(Outline annotation records)
Begin

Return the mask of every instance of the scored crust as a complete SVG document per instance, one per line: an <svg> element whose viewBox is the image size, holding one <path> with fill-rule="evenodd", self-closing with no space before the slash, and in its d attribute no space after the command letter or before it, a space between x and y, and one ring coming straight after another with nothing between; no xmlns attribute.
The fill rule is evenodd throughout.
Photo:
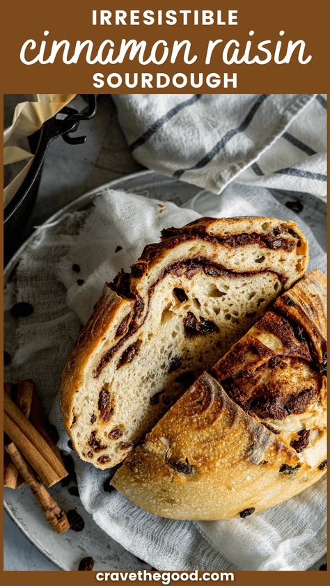
<svg viewBox="0 0 330 586"><path fill-rule="evenodd" d="M320 478L326 300L318 271L278 298L157 422L112 484L150 512L207 521L245 517Z"/></svg>
<svg viewBox="0 0 330 586"><path fill-rule="evenodd" d="M63 370L63 415L80 457L102 468L122 461L308 260L291 221L201 219L164 230L105 285Z"/></svg>

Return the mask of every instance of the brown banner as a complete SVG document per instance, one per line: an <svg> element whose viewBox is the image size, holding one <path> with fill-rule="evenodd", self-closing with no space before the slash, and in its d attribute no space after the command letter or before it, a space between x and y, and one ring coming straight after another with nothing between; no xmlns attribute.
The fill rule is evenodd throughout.
<svg viewBox="0 0 330 586"><path fill-rule="evenodd" d="M325 6L300 0L8 2L3 91L324 93ZM123 39L136 42L123 45Z"/></svg>

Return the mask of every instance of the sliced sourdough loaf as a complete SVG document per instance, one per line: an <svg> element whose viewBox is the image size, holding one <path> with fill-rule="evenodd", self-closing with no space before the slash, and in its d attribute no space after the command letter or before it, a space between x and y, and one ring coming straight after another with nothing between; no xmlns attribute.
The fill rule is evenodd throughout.
<svg viewBox="0 0 330 586"><path fill-rule="evenodd" d="M176 519L246 517L327 468L327 292L313 271L203 373L112 484Z"/></svg>
<svg viewBox="0 0 330 586"><path fill-rule="evenodd" d="M64 369L63 418L79 455L100 468L121 461L307 262L291 221L202 219L163 231L104 287Z"/></svg>

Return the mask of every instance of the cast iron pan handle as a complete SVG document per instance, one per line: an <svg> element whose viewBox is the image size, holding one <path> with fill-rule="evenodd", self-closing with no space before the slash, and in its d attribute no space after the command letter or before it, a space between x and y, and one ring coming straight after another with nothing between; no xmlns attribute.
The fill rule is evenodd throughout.
<svg viewBox="0 0 330 586"><path fill-rule="evenodd" d="M94 94L89 94L84 96L85 100L88 102L88 105L82 112L77 112L72 108L65 106L61 111L63 113L68 113L68 116L65 118L68 122L73 120L77 122L74 129L71 132L74 132L79 126L79 122L81 120L91 120L96 112L96 98ZM62 138L65 143L70 145L80 145L86 142L86 136L71 136L70 132L65 132L62 135Z"/></svg>

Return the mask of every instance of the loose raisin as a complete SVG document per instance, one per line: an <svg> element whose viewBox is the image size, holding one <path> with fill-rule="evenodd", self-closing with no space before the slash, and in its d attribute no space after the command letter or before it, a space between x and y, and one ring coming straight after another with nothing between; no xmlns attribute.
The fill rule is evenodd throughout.
<svg viewBox="0 0 330 586"><path fill-rule="evenodd" d="M107 480L104 480L103 482L103 490L106 493L111 493L113 491L116 490L115 487L110 484L111 478L107 478Z"/></svg>
<svg viewBox="0 0 330 586"><path fill-rule="evenodd" d="M134 356L139 354L139 347L134 344L132 344L132 346L129 346L128 348L126 348L126 350L124 350L120 356L119 367L123 366L124 364L128 364L128 363L132 362Z"/></svg>
<svg viewBox="0 0 330 586"><path fill-rule="evenodd" d="M97 458L97 461L100 464L105 464L107 462L110 461L110 458L109 456L100 456L100 458Z"/></svg>
<svg viewBox="0 0 330 586"><path fill-rule="evenodd" d="M196 333L197 331L197 318L192 312L189 311L183 320L184 328L189 333Z"/></svg>
<svg viewBox="0 0 330 586"><path fill-rule="evenodd" d="M98 408L100 411L106 409L110 402L110 393L104 387L101 389L99 393Z"/></svg>
<svg viewBox="0 0 330 586"><path fill-rule="evenodd" d="M292 476L297 472L299 468L300 468L300 464L297 464L296 466L290 466L289 464L282 464L280 468L280 472L281 474L285 475L285 476Z"/></svg>
<svg viewBox="0 0 330 586"><path fill-rule="evenodd" d="M188 296L186 294L186 292L184 291L183 289L179 289L178 287L175 287L173 289L173 293L175 295L178 301L182 303L184 301L187 301L188 300Z"/></svg>
<svg viewBox="0 0 330 586"><path fill-rule="evenodd" d="M254 507L250 507L249 509L244 509L244 511L241 511L239 513L239 516L242 517L242 519L244 519L245 517L248 517L249 515L251 515L254 513L256 508Z"/></svg>
<svg viewBox="0 0 330 586"><path fill-rule="evenodd" d="M85 526L85 522L75 509L70 509L70 511L68 511L66 516L70 523L70 529L72 531L82 531Z"/></svg>
<svg viewBox="0 0 330 586"><path fill-rule="evenodd" d="M170 468L181 474L192 474L194 471L194 467L191 464L189 464L187 458L184 461L182 460L177 461L173 458L166 459L166 464Z"/></svg>
<svg viewBox="0 0 330 586"><path fill-rule="evenodd" d="M178 368L180 368L182 363L182 358L181 356L173 356L170 361L168 372L173 372L173 370L177 370Z"/></svg>
<svg viewBox="0 0 330 586"><path fill-rule="evenodd" d="M298 431L299 437L291 441L290 444L291 448L293 448L298 454L300 454L305 448L307 448L309 441L309 429L301 429L300 431Z"/></svg>
<svg viewBox="0 0 330 586"><path fill-rule="evenodd" d="M94 560L91 556L87 557L83 557L82 560L79 562L79 565L78 567L78 570L79 571L91 571L94 567Z"/></svg>
<svg viewBox="0 0 330 586"><path fill-rule="evenodd" d="M304 205L299 201L287 201L285 205L296 214L299 214L304 209Z"/></svg>
<svg viewBox="0 0 330 586"><path fill-rule="evenodd" d="M108 434L108 438L109 439L118 439L121 438L123 436L123 431L122 429L111 429L109 434Z"/></svg>
<svg viewBox="0 0 330 586"><path fill-rule="evenodd" d="M96 432L92 431L91 434L88 444L94 452L100 452L101 450L105 450L107 445L101 445L101 440L95 437Z"/></svg>
<svg viewBox="0 0 330 586"><path fill-rule="evenodd" d="M199 324L197 326L197 330L201 333L212 333L213 332L219 331L219 328L210 319L205 319L204 317L199 318Z"/></svg>

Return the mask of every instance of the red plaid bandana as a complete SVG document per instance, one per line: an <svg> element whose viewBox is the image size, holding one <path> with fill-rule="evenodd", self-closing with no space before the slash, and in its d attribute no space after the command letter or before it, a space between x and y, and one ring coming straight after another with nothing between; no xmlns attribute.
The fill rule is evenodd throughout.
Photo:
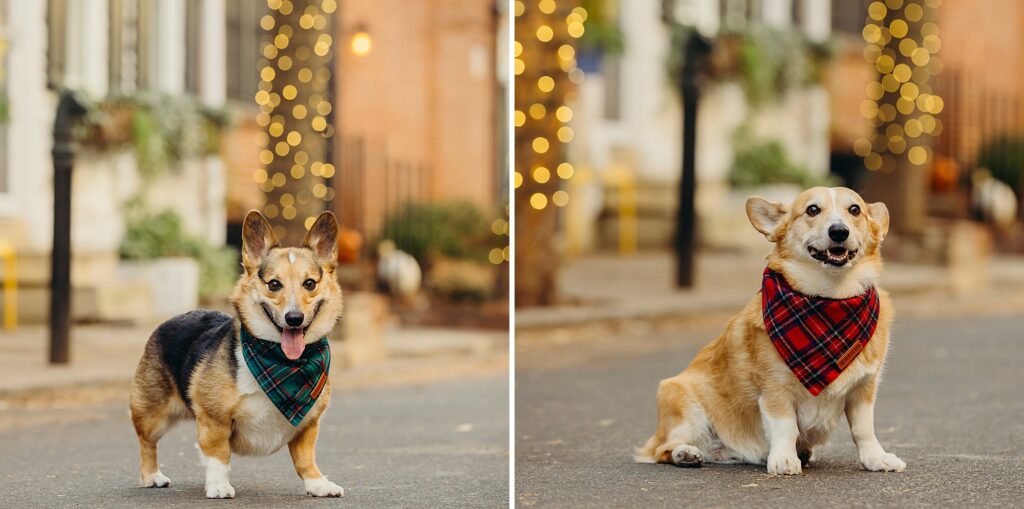
<svg viewBox="0 0 1024 509"><path fill-rule="evenodd" d="M766 268L761 310L778 354L816 396L839 378L874 335L879 293L871 287L849 299L804 295L782 274Z"/></svg>

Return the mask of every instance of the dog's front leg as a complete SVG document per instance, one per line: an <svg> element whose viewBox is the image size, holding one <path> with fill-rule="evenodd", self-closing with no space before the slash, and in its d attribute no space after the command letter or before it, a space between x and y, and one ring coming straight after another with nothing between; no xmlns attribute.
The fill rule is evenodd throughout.
<svg viewBox="0 0 1024 509"><path fill-rule="evenodd" d="M874 391L878 377L854 389L847 396L846 420L857 444L860 463L872 472L902 472L906 463L891 453L886 453L874 436Z"/></svg>
<svg viewBox="0 0 1024 509"><path fill-rule="evenodd" d="M762 394L758 398L761 423L768 435L768 473L794 475L801 473L797 455L800 427L797 411L787 397L780 394Z"/></svg>
<svg viewBox="0 0 1024 509"><path fill-rule="evenodd" d="M341 497L345 495L338 484L327 480L316 466L316 435L319 433L319 419L309 423L288 442L295 471L302 478L306 493L313 497Z"/></svg>
<svg viewBox="0 0 1024 509"><path fill-rule="evenodd" d="M233 499L234 487L227 477L231 462L231 422L196 412L196 434L206 461L206 498Z"/></svg>

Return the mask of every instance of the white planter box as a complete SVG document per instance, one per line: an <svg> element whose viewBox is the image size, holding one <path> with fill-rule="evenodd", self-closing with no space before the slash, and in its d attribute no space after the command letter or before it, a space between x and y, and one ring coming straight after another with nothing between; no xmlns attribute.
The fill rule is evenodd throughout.
<svg viewBox="0 0 1024 509"><path fill-rule="evenodd" d="M126 283L147 288L153 302L150 320L167 320L199 307L199 262L191 258L122 261L118 274Z"/></svg>

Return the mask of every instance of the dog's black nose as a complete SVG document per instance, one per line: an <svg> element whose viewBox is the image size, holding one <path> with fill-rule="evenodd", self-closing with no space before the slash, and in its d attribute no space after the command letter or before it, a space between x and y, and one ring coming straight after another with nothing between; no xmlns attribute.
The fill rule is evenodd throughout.
<svg viewBox="0 0 1024 509"><path fill-rule="evenodd" d="M833 241L843 242L848 237L850 237L850 228L846 227L845 224L836 223L828 226L828 238Z"/></svg>
<svg viewBox="0 0 1024 509"><path fill-rule="evenodd" d="M303 320L305 320L305 316L299 311L288 311L285 313L285 323L291 327L299 327L302 325Z"/></svg>

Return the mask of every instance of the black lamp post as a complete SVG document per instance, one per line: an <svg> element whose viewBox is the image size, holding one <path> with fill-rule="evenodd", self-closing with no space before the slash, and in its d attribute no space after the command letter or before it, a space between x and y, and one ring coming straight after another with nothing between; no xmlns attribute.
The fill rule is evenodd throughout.
<svg viewBox="0 0 1024 509"><path fill-rule="evenodd" d="M53 121L53 250L50 255L50 364L71 360L71 172L77 152L73 128L86 113L74 92L61 92Z"/></svg>
<svg viewBox="0 0 1024 509"><path fill-rule="evenodd" d="M693 286L693 255L696 248L696 126L697 101L705 62L711 42L693 30L686 39L679 87L683 98L683 166L676 211L676 286Z"/></svg>

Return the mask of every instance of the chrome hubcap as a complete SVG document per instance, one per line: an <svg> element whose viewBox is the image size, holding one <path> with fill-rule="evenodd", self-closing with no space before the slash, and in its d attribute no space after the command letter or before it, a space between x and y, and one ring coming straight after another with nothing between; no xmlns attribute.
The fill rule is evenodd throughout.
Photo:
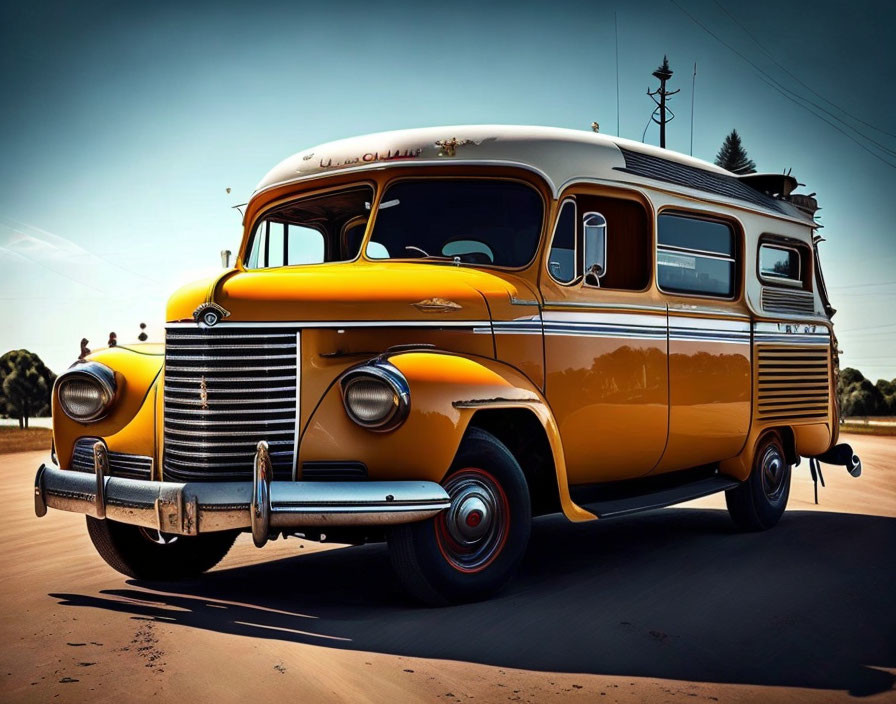
<svg viewBox="0 0 896 704"><path fill-rule="evenodd" d="M772 500L780 498L787 478L787 463L774 445L767 447L762 454L760 472L765 495Z"/></svg>
<svg viewBox="0 0 896 704"><path fill-rule="evenodd" d="M509 506L490 474L464 469L444 484L451 507L436 519L443 556L462 572L487 567L501 552L508 534Z"/></svg>
<svg viewBox="0 0 896 704"><path fill-rule="evenodd" d="M492 499L481 486L470 484L457 497L452 497L448 509L448 531L459 543L471 544L488 534L495 513Z"/></svg>

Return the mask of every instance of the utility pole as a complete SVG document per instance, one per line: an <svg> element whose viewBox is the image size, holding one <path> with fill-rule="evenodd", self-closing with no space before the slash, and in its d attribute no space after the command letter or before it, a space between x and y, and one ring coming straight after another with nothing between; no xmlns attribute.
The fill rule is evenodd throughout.
<svg viewBox="0 0 896 704"><path fill-rule="evenodd" d="M663 56L663 65L653 72L654 78L660 82L660 87L653 92L650 91L650 88L647 89L647 95L656 103L656 109L653 111L650 119L660 126L660 147L663 149L666 148L666 123L671 122L675 117L675 114L666 106L666 99L679 92L678 90L666 90L666 81L672 78L672 73L672 69L669 68L669 59ZM659 100L657 100L657 96L659 96ZM659 119L656 117L657 113L660 114Z"/></svg>

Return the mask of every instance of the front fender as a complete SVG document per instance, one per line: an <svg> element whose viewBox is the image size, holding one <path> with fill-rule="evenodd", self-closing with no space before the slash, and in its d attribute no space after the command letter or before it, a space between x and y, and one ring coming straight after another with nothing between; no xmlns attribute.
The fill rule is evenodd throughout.
<svg viewBox="0 0 896 704"><path fill-rule="evenodd" d="M53 390L53 442L59 466L69 466L75 442L85 436L103 438L115 452L154 457L154 411L165 359L161 347L110 347L94 352L87 359L105 364L115 372L118 394L108 415L93 423L80 423L65 415Z"/></svg>
<svg viewBox="0 0 896 704"><path fill-rule="evenodd" d="M371 479L439 482L478 409L524 407L539 419L548 438L564 514L575 521L594 518L569 497L556 422L544 397L523 374L496 360L430 350L391 355L389 361L410 387L407 420L387 433L356 425L345 412L335 382L302 435L299 478L303 462L348 460L364 462Z"/></svg>

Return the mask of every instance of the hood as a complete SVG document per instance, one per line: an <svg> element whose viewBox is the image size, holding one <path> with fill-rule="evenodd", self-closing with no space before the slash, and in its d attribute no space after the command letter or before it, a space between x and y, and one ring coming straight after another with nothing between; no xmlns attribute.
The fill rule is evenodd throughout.
<svg viewBox="0 0 896 704"><path fill-rule="evenodd" d="M193 319L207 301L238 321L489 320L486 301L531 299L507 272L450 264L353 262L231 271L195 282L168 302L169 322Z"/></svg>

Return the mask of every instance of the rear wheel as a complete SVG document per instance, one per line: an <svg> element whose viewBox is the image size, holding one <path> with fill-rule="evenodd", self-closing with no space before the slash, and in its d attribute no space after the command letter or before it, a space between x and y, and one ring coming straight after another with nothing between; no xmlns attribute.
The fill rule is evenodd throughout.
<svg viewBox="0 0 896 704"><path fill-rule="evenodd" d="M87 516L87 533L110 567L135 579L195 577L217 565L239 531L170 535L151 528Z"/></svg>
<svg viewBox="0 0 896 704"><path fill-rule="evenodd" d="M781 518L790 496L786 457L780 436L769 433L756 448L750 477L725 492L728 513L741 530L766 530Z"/></svg>
<svg viewBox="0 0 896 704"><path fill-rule="evenodd" d="M389 532L399 580L431 605L484 599L513 577L529 542L529 488L493 435L471 429L443 482L451 507Z"/></svg>

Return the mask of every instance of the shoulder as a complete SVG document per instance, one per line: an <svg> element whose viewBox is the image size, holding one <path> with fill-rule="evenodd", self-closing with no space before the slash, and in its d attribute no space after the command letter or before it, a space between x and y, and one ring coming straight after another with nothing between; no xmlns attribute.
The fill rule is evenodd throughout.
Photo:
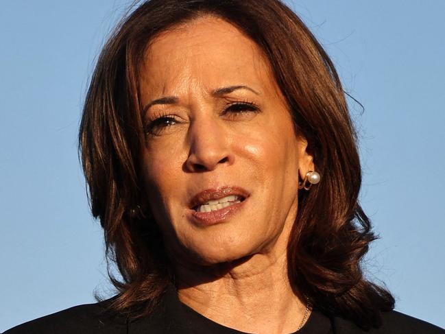
<svg viewBox="0 0 445 334"><path fill-rule="evenodd" d="M3 334L118 334L126 332L125 319L106 315L104 304L86 304L25 322Z"/></svg>
<svg viewBox="0 0 445 334"><path fill-rule="evenodd" d="M382 326L366 332L352 322L335 318L333 326L336 334L445 334L445 330L429 322L396 311L382 313Z"/></svg>

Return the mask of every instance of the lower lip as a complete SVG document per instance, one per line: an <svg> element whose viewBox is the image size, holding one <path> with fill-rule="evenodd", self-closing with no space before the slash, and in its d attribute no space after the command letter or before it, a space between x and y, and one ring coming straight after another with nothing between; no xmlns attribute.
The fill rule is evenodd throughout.
<svg viewBox="0 0 445 334"><path fill-rule="evenodd" d="M215 211L197 212L191 209L191 212L189 213L189 217L192 222L200 226L207 226L223 223L230 217L239 211L243 207L244 203L245 203L247 200L245 198L243 202L235 203L230 206L215 210Z"/></svg>

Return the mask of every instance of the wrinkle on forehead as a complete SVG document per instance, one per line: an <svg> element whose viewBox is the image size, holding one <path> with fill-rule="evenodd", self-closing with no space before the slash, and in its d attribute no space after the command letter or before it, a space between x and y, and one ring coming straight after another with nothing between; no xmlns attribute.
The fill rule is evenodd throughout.
<svg viewBox="0 0 445 334"><path fill-rule="evenodd" d="M234 41L234 36L237 40ZM180 52L178 51L178 44L182 47ZM248 80L268 82L268 88L274 88L274 94L282 100L263 50L242 30L213 15L175 25L153 38L146 49L139 77L145 82L145 88L151 91L150 95L184 93L185 86L192 90L199 87L210 93L209 91L219 87L204 75L196 76L206 68L213 71L220 69L221 73L217 77L221 81L219 86L248 85L242 82L245 74ZM156 78L152 80L151 77ZM160 82L160 78L163 79ZM156 85L152 82L156 82Z"/></svg>

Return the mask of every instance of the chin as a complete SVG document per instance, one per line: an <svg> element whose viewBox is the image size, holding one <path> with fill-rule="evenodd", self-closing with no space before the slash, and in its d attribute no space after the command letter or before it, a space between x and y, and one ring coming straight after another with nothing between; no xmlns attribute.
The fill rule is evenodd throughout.
<svg viewBox="0 0 445 334"><path fill-rule="evenodd" d="M221 238L213 240L213 242L190 242L186 247L186 253L191 259L189 261L200 265L213 265L219 263L239 263L245 261L256 252L254 243L248 239L236 238Z"/></svg>

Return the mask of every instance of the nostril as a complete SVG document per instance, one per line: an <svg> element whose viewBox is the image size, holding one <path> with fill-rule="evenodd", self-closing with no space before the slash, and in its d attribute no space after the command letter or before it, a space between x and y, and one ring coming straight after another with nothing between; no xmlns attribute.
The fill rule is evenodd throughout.
<svg viewBox="0 0 445 334"><path fill-rule="evenodd" d="M197 171L204 171L206 169L206 166L199 163L195 164L195 169Z"/></svg>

End

Problem to work on:
Count the lines in the rows above that contain the string "front", treating case as significant. Give only the number.

Solution for this exercise:
2